**STORED ROWS**
────────────────────

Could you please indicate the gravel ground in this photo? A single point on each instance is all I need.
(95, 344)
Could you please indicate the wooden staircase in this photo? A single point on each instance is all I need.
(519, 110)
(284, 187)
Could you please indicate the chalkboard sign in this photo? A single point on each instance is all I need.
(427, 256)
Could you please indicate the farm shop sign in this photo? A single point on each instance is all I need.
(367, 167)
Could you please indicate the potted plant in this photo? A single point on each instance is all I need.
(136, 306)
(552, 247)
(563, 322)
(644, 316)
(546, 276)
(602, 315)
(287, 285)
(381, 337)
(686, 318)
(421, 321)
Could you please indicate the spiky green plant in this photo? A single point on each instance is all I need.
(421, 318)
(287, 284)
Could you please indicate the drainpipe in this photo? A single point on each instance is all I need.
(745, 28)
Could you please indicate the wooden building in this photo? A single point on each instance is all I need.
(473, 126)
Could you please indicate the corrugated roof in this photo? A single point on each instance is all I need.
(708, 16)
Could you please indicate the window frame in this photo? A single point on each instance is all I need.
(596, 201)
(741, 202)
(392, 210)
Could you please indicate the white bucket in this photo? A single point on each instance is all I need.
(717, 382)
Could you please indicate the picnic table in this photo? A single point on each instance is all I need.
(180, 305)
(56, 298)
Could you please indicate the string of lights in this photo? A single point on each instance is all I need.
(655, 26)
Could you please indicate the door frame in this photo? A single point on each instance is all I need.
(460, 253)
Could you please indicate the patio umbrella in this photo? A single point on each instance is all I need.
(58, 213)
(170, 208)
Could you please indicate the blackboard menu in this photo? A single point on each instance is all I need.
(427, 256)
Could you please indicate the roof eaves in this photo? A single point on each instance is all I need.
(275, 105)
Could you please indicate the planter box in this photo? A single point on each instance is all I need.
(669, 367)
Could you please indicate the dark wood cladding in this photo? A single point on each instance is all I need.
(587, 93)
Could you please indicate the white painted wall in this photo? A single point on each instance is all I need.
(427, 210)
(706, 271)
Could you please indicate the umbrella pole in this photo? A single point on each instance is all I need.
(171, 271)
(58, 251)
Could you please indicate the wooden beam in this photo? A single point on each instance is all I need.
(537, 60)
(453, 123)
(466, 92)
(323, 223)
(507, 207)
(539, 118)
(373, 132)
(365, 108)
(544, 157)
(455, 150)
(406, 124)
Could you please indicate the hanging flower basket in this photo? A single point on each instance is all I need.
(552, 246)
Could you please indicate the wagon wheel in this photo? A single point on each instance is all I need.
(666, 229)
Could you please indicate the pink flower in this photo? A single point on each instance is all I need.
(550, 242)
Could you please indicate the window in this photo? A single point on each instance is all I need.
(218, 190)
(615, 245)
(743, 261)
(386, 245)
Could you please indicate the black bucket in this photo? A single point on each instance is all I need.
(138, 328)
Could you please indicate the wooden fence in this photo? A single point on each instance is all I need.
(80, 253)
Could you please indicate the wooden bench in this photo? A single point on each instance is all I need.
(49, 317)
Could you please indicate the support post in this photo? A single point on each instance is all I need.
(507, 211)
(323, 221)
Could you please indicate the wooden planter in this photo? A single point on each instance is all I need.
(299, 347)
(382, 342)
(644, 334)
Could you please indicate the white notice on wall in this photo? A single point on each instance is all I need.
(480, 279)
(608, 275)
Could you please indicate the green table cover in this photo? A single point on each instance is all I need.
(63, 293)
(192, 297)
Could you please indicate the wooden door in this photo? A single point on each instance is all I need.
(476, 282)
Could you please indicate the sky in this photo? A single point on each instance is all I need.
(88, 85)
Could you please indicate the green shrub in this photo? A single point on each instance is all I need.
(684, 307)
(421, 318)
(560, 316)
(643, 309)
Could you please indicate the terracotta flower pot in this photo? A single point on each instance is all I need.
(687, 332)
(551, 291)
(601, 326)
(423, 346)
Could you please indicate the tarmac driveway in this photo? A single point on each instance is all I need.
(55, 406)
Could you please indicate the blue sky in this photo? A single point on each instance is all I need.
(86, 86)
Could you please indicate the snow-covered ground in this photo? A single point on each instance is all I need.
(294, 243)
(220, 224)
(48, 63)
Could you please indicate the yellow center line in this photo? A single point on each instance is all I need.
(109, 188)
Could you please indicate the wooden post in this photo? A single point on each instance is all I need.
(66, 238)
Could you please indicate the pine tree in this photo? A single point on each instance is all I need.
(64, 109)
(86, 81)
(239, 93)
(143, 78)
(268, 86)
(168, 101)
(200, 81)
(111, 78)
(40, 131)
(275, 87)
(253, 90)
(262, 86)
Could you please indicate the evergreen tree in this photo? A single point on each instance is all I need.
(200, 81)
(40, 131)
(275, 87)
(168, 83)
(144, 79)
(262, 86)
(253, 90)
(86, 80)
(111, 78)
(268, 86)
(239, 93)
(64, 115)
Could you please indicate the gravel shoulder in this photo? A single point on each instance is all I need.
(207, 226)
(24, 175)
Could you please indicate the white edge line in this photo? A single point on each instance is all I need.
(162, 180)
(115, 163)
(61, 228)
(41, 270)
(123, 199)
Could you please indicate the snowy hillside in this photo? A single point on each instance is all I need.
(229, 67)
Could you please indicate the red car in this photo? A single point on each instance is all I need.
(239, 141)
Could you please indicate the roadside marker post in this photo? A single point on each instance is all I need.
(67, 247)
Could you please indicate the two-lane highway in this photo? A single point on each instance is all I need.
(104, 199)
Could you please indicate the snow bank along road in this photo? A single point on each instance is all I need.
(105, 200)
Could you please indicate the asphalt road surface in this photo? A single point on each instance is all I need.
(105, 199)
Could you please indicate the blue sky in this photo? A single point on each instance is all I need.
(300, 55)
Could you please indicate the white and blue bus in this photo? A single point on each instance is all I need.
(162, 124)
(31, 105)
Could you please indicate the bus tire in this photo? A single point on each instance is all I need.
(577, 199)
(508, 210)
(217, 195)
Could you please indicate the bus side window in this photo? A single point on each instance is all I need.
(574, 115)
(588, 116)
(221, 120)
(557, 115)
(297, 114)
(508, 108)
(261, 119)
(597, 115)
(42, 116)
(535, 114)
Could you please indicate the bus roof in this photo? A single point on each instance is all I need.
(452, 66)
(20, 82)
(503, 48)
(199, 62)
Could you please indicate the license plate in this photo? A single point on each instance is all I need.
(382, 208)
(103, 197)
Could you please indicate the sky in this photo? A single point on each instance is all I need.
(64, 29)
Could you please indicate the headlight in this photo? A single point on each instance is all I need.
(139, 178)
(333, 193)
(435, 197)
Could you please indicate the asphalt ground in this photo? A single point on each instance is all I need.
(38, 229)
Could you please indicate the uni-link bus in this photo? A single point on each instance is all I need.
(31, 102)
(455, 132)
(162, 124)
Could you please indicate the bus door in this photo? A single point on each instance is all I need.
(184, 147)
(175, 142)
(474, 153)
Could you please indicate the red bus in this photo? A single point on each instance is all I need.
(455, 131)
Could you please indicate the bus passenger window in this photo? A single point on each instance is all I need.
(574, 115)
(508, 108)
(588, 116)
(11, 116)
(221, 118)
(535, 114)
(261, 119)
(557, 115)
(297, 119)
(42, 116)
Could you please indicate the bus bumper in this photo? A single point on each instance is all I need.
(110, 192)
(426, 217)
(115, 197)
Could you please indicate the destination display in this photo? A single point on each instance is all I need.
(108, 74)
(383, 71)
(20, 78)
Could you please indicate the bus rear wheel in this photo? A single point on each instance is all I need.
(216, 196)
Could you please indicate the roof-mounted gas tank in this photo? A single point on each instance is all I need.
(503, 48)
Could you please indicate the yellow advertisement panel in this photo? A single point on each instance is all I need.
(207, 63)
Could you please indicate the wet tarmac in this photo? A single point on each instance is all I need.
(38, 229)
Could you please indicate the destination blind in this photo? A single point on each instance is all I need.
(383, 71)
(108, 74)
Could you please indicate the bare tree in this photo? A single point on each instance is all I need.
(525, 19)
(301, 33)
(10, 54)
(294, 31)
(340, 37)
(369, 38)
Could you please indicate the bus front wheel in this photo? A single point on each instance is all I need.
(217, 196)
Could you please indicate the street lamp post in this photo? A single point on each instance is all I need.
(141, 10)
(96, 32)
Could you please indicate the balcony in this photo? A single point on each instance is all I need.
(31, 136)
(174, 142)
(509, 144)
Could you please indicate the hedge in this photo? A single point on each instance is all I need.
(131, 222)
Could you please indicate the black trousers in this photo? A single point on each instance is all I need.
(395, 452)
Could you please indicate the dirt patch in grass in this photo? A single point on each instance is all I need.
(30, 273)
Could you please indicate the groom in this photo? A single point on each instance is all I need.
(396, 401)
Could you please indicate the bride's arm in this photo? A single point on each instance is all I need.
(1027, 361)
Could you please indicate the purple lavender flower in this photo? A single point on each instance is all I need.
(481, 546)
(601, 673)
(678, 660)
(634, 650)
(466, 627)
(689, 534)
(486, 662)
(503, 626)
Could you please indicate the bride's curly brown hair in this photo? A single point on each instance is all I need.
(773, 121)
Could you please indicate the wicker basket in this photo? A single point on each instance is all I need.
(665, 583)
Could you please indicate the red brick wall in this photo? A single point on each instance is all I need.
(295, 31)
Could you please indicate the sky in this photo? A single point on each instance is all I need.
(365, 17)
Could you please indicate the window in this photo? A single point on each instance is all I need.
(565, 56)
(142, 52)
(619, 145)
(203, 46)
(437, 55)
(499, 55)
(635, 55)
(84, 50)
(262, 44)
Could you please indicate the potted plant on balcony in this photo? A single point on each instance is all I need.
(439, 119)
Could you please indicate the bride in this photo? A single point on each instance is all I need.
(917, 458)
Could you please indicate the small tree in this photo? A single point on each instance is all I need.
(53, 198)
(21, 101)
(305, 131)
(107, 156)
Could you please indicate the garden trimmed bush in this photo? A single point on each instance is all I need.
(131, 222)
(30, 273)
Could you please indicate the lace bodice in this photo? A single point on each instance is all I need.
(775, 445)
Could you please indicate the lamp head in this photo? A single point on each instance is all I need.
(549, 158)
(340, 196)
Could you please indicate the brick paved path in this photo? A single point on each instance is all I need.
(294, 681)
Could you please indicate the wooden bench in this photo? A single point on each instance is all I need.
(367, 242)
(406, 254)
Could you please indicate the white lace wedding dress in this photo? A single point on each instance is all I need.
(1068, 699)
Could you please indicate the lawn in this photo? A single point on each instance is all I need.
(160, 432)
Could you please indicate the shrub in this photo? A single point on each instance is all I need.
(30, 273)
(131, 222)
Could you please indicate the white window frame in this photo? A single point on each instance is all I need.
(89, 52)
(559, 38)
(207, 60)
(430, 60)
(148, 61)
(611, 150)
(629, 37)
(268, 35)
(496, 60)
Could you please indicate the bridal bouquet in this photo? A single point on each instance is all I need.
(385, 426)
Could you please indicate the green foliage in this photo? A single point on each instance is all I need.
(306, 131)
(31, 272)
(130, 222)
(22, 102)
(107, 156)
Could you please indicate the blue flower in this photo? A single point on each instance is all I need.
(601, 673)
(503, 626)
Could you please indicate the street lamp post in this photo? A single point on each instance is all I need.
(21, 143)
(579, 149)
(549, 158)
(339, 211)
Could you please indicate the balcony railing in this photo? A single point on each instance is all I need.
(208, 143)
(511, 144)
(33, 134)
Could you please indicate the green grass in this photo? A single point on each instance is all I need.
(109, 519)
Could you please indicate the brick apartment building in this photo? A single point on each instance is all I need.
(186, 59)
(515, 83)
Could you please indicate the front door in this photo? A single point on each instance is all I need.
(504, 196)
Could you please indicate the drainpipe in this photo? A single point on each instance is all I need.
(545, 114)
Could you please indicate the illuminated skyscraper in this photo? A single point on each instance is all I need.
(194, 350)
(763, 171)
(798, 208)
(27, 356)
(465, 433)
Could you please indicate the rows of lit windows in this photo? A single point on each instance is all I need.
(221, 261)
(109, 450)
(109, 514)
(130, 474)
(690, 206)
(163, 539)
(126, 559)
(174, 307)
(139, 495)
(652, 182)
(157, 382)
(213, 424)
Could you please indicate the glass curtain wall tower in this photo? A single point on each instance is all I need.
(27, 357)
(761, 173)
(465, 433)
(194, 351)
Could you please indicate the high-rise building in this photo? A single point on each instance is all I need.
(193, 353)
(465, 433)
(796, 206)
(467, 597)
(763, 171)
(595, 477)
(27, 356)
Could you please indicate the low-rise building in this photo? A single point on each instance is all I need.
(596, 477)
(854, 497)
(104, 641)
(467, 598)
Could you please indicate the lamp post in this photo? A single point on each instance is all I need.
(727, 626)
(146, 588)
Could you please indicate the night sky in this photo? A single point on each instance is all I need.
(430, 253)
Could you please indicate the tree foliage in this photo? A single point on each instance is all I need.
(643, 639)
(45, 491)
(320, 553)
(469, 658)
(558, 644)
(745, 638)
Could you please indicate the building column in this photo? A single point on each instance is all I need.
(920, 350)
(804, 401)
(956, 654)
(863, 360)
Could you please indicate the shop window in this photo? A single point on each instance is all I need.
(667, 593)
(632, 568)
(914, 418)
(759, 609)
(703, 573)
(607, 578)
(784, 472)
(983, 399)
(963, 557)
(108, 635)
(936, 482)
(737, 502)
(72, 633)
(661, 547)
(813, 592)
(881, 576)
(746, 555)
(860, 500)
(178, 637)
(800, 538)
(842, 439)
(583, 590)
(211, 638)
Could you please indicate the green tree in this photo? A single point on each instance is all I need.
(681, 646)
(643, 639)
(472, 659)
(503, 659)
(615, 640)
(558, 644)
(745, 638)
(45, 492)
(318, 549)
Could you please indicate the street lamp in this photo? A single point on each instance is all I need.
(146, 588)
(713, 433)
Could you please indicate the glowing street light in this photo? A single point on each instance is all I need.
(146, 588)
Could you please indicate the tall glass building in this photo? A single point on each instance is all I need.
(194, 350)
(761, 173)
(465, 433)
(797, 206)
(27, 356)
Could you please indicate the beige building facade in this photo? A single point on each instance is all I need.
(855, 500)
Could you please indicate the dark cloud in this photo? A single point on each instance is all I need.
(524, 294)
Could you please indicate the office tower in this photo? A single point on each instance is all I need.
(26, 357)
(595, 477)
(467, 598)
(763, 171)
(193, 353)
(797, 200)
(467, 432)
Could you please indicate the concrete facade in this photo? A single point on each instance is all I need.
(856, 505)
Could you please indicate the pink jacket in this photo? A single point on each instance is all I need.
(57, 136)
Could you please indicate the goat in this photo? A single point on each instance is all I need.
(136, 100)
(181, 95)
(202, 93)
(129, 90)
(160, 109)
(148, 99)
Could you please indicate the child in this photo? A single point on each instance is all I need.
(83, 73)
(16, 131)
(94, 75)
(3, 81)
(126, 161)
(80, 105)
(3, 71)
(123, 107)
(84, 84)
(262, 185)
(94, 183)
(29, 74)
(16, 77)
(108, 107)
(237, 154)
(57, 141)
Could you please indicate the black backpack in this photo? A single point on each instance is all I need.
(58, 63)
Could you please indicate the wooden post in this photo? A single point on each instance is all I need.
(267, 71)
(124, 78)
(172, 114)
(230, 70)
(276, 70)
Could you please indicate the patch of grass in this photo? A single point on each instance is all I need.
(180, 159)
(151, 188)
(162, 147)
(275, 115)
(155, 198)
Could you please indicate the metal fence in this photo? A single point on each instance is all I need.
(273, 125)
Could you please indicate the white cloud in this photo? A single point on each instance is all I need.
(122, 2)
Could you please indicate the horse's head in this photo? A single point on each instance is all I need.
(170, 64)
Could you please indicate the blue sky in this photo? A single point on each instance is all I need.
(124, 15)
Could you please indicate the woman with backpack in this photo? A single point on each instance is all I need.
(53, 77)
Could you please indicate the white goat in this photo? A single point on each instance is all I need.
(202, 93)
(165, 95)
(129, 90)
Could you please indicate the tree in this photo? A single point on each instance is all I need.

────────────────────

**PROBLEM TO SOLVE**
From the line containing "Could you please indicate the black backpack" down to the final line of the data, write out every line exactly; both the first and last of these belong in your answer, and nothing else does.

**THE RESULT**
Could you please indicate the black backpack in this photo? A single point on each instance is all I need.
(58, 63)
Could you please indicate the wooden post in this photo? A single point on each instance is all I need.
(267, 71)
(124, 78)
(172, 114)
(230, 70)
(276, 70)
Could you please indicate the patch of grass in this photo? A single point on each instance is all I need.
(180, 159)
(151, 188)
(162, 147)
(275, 115)
(155, 198)
Could you please indicate the metal fence in this photo? A single point on each instance is all I need.
(273, 125)
Could you please indicate the white cloud in this photo? A single point on each instance is all I need.
(122, 2)
Could you please indicate the horse's head in this photo? A single point on each instance is all I need.
(170, 64)
Could you please indicate the blue sky in this photo? A single point on each instance is all I need.
(124, 15)
Could you please indicate the woman with backpack in this photo? A single point on each instance is all I need.
(53, 77)
Could you please indicate the white goat in this photo? A single point on each instance is all I need.
(202, 93)
(165, 95)
(129, 90)
Could you please indicate the tree in this photo? A single point on each instance is all I need.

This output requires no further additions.